In other news, yesterday John Bayerl’s murder trial began in Wisconsin (which happens to be Brendt Christensen’s home state). John’s wife, DonaMae, disappeared in 1979 and was never seen again. Suspicion hovered over him for decades before he was finally arrested early this year.

I’m a bit surprised they’re going to trial so quickly; in most murder cases (as in Yingying’s) years pass between arrest and trial. But John is 79 and not getting any younger; I suppose he’s hoping they’ll acquit him and he can return to his retirement home in Florida and die on a beach instead of in jail.

John is another absolute turd and I firmly believe he killed his wife. I just hope the prosecution can prove it.

Asian Pacific American Heritage Month: Xu Wang

In honor of Asian Pacific American Heritage Month, I am profiling one Asian or Pacific Islander MP for every day of the month of May. Today’s case is Xu Wang, also known as Sue, a 39-year-old woman who disappeared from Darien, Illinois on August 10, 1999. At the time of her disappearance, she was a doctor at a hospital in Aurora, Illinois. She was last seen leaving for work.

Her car was found only hours later, in a forest preserve. Later, her pager was found alongside the road, but I don’t know if the location was on her route or not.

The police have indicated that Wang’s husband is suspect in her disappearance, which is often the case. However, he’s got Parkinson’s Disease and I don’t know if he would have been physically capable of killing her and getting rid of her body.

This summer, she will have been missing for twenty years.

CHECK YOUR UNDERSTANDING:
**1.** According to the post, where was Xu Wang's car found?
**2.** Copy out the part of the post between "Asian Pacific American Heritage Month: Xu Wang" and "for twenty years.", inclusive.
Rely only on the post for what follows, not on any outside knowledge.

DATA SECTION:
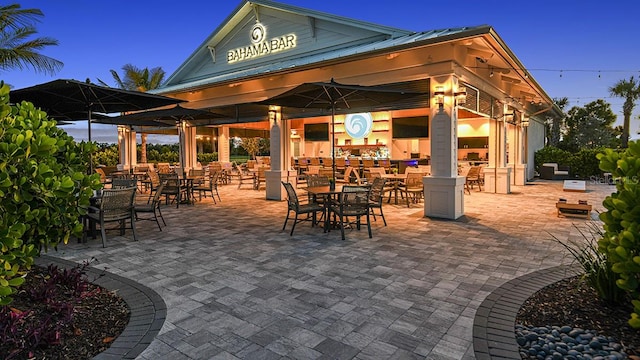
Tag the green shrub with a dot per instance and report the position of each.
(596, 265)
(44, 188)
(621, 239)
(585, 164)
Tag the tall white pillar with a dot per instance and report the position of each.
(281, 167)
(223, 144)
(497, 175)
(444, 189)
(127, 145)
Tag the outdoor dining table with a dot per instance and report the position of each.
(395, 180)
(186, 182)
(329, 195)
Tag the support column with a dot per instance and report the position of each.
(497, 176)
(191, 147)
(223, 144)
(127, 146)
(444, 189)
(281, 168)
(520, 163)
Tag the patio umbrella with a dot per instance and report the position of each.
(164, 117)
(339, 97)
(76, 100)
(169, 117)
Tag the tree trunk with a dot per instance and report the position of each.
(143, 148)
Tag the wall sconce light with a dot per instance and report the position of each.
(461, 95)
(272, 113)
(508, 117)
(439, 96)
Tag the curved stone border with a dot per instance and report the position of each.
(148, 310)
(494, 323)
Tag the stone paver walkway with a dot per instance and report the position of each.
(237, 287)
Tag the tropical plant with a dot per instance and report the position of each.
(621, 239)
(142, 80)
(555, 124)
(596, 266)
(253, 145)
(590, 127)
(629, 90)
(44, 189)
(18, 50)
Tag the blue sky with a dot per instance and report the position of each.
(574, 49)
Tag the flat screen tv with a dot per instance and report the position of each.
(316, 132)
(410, 127)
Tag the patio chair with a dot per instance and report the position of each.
(341, 164)
(473, 178)
(171, 188)
(210, 186)
(198, 179)
(260, 177)
(294, 205)
(244, 177)
(376, 196)
(124, 181)
(353, 202)
(103, 177)
(385, 164)
(412, 188)
(164, 168)
(116, 205)
(152, 207)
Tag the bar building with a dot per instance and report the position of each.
(478, 104)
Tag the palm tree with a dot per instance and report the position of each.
(630, 91)
(17, 51)
(139, 80)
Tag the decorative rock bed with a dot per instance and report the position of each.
(566, 343)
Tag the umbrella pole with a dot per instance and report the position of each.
(89, 137)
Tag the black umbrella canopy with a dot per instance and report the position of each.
(340, 97)
(164, 117)
(66, 99)
(76, 100)
(336, 96)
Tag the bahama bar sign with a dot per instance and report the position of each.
(260, 46)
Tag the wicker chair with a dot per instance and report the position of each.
(353, 203)
(152, 207)
(115, 205)
(293, 205)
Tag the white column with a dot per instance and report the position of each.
(191, 146)
(127, 147)
(497, 175)
(223, 144)
(444, 189)
(281, 168)
(520, 162)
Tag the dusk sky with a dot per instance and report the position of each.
(574, 49)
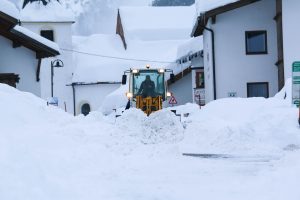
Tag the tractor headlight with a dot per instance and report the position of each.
(161, 70)
(135, 71)
(129, 95)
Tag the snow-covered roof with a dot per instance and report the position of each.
(203, 6)
(157, 23)
(37, 37)
(92, 68)
(192, 46)
(9, 9)
(52, 12)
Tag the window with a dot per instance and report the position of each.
(48, 34)
(200, 79)
(256, 42)
(258, 89)
(85, 109)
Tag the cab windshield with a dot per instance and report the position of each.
(148, 83)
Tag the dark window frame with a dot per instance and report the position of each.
(82, 109)
(266, 43)
(197, 81)
(256, 83)
(53, 38)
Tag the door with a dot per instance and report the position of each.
(258, 89)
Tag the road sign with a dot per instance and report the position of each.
(172, 100)
(296, 84)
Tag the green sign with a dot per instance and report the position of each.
(296, 67)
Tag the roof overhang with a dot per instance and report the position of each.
(204, 17)
(42, 50)
(7, 23)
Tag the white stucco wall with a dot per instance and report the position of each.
(291, 34)
(21, 61)
(62, 76)
(93, 95)
(234, 69)
(182, 90)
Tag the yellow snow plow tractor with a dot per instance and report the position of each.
(147, 88)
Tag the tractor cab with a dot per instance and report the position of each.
(147, 88)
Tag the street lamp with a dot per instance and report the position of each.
(56, 63)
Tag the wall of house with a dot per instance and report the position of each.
(93, 95)
(291, 34)
(208, 64)
(234, 69)
(182, 90)
(62, 76)
(21, 61)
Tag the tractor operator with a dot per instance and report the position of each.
(147, 87)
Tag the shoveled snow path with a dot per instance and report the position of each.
(47, 154)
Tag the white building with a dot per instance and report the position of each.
(190, 73)
(51, 20)
(21, 52)
(240, 48)
(291, 31)
(145, 35)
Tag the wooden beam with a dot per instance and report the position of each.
(38, 69)
(16, 44)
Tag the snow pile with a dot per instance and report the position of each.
(160, 127)
(157, 23)
(36, 37)
(116, 99)
(242, 126)
(52, 12)
(9, 9)
(203, 6)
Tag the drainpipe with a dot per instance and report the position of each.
(213, 57)
(74, 99)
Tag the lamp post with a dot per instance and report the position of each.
(56, 63)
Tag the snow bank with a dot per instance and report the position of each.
(46, 153)
(52, 12)
(242, 126)
(160, 127)
(37, 37)
(9, 9)
(115, 100)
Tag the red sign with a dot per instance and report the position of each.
(172, 100)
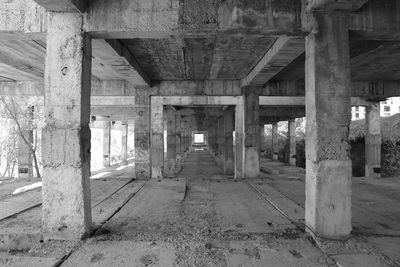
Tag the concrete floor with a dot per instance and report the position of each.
(203, 218)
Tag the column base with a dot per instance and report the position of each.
(328, 198)
(252, 163)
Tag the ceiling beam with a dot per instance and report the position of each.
(125, 53)
(279, 55)
(332, 5)
(63, 5)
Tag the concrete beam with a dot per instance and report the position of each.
(18, 17)
(332, 5)
(280, 54)
(63, 5)
(125, 53)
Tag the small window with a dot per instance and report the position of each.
(198, 138)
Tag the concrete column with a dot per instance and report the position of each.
(25, 167)
(373, 141)
(239, 139)
(328, 166)
(170, 162)
(220, 141)
(142, 134)
(157, 137)
(124, 144)
(178, 142)
(252, 132)
(275, 142)
(228, 144)
(107, 144)
(66, 210)
(292, 141)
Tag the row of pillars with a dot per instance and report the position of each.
(66, 136)
(373, 141)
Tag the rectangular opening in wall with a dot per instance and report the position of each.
(199, 138)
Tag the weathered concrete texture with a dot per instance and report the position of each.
(261, 16)
(157, 137)
(66, 136)
(252, 132)
(142, 134)
(228, 148)
(25, 167)
(292, 142)
(124, 144)
(107, 144)
(373, 141)
(328, 172)
(170, 161)
(239, 139)
(22, 16)
(130, 19)
(275, 141)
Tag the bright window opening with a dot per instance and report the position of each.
(198, 138)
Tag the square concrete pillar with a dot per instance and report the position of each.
(275, 142)
(292, 142)
(142, 134)
(178, 141)
(239, 139)
(252, 132)
(25, 167)
(66, 135)
(124, 144)
(107, 144)
(228, 143)
(328, 164)
(170, 161)
(373, 141)
(157, 137)
(220, 142)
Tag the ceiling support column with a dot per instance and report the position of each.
(228, 120)
(328, 106)
(170, 161)
(373, 141)
(157, 137)
(107, 144)
(275, 141)
(292, 141)
(66, 135)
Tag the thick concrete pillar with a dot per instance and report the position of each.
(66, 136)
(220, 141)
(107, 144)
(178, 141)
(170, 161)
(142, 134)
(239, 139)
(373, 141)
(328, 165)
(252, 132)
(292, 142)
(228, 144)
(25, 167)
(124, 144)
(157, 137)
(275, 142)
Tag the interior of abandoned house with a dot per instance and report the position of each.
(191, 87)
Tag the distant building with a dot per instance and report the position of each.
(388, 108)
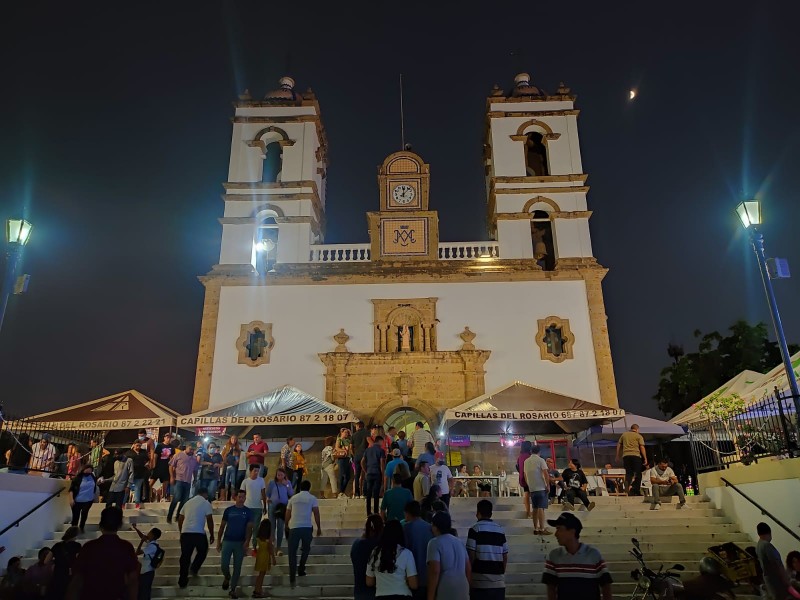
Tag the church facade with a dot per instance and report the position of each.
(406, 322)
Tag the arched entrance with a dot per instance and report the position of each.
(405, 419)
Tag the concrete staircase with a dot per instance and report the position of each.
(667, 537)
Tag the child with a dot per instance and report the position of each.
(265, 556)
(148, 570)
(299, 466)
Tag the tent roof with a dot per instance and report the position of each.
(740, 384)
(285, 405)
(125, 410)
(520, 408)
(651, 429)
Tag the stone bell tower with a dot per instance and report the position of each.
(275, 193)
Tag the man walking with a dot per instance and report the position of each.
(183, 466)
(418, 534)
(255, 498)
(574, 569)
(374, 465)
(537, 476)
(487, 549)
(776, 580)
(419, 438)
(195, 515)
(359, 444)
(634, 459)
(299, 528)
(665, 483)
(232, 540)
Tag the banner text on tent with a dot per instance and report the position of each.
(320, 418)
(544, 415)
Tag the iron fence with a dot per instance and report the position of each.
(763, 429)
(15, 433)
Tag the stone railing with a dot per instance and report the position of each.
(340, 253)
(468, 250)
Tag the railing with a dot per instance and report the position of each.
(468, 250)
(765, 428)
(31, 511)
(340, 253)
(763, 510)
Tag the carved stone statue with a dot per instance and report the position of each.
(405, 339)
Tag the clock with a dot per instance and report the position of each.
(403, 194)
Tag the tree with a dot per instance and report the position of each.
(694, 375)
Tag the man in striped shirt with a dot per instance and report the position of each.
(488, 553)
(574, 569)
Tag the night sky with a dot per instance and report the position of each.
(115, 135)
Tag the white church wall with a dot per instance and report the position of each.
(304, 317)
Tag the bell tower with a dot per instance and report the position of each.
(535, 181)
(275, 193)
(404, 229)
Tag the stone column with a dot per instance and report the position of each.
(593, 278)
(208, 340)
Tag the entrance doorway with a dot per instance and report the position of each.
(404, 419)
(558, 450)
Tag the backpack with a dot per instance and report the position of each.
(158, 557)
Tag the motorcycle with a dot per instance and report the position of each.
(656, 585)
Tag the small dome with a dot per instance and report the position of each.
(523, 87)
(285, 93)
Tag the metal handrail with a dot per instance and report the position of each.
(763, 510)
(31, 511)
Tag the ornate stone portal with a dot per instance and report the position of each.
(406, 370)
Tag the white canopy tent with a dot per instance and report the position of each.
(652, 430)
(520, 408)
(283, 406)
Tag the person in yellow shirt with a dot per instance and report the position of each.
(265, 556)
(634, 459)
(299, 466)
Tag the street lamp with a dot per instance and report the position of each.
(749, 213)
(18, 232)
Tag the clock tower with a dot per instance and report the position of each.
(404, 229)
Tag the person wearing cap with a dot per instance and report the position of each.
(441, 476)
(574, 569)
(396, 459)
(449, 569)
(43, 457)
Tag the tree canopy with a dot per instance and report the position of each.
(718, 358)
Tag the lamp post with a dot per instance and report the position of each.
(18, 232)
(749, 213)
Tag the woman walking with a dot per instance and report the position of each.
(524, 454)
(449, 570)
(327, 471)
(82, 492)
(279, 491)
(343, 452)
(360, 552)
(391, 569)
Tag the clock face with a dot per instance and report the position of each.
(403, 194)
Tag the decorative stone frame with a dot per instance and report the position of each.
(245, 332)
(566, 334)
(419, 313)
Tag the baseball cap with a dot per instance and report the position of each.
(568, 520)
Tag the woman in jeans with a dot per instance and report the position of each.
(279, 491)
(344, 454)
(230, 457)
(82, 492)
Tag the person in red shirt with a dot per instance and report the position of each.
(256, 454)
(106, 567)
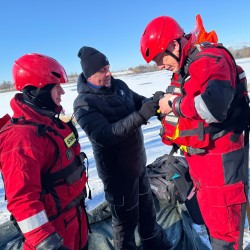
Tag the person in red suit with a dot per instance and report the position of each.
(204, 116)
(40, 160)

ANSWERS BY ITEM:
**1.** In a forest preserve.

**2.**
Asian Pacific American Heritage Month: Xu Wang

In honor of Asian Pacific American Heritage Month, I am profiling one Asian or Pacific Islander MP for every day of the month of May. Today’s case is Xu Wang, also known as Sue, a 39-year-old woman who disappeared from Darien, Illinois on August 10, 1999. At the time of her disappearance, she was a doctor at a hospital in Aurora, Illinois. She was last seen leaving for work.

Her car was found only hours later, in a forest preserve. Later, her pager was found alongside the road, but I don’t know if the location was on her route or not.

The police have indicated that Wang’s husband is suspect in her disappearance, which is often the case. However, he’s got Parkinson’s Disease and I don’t know if he would have been physically capable of killing her and getting rid of her body.

This summer, she will have been missing for twenty years.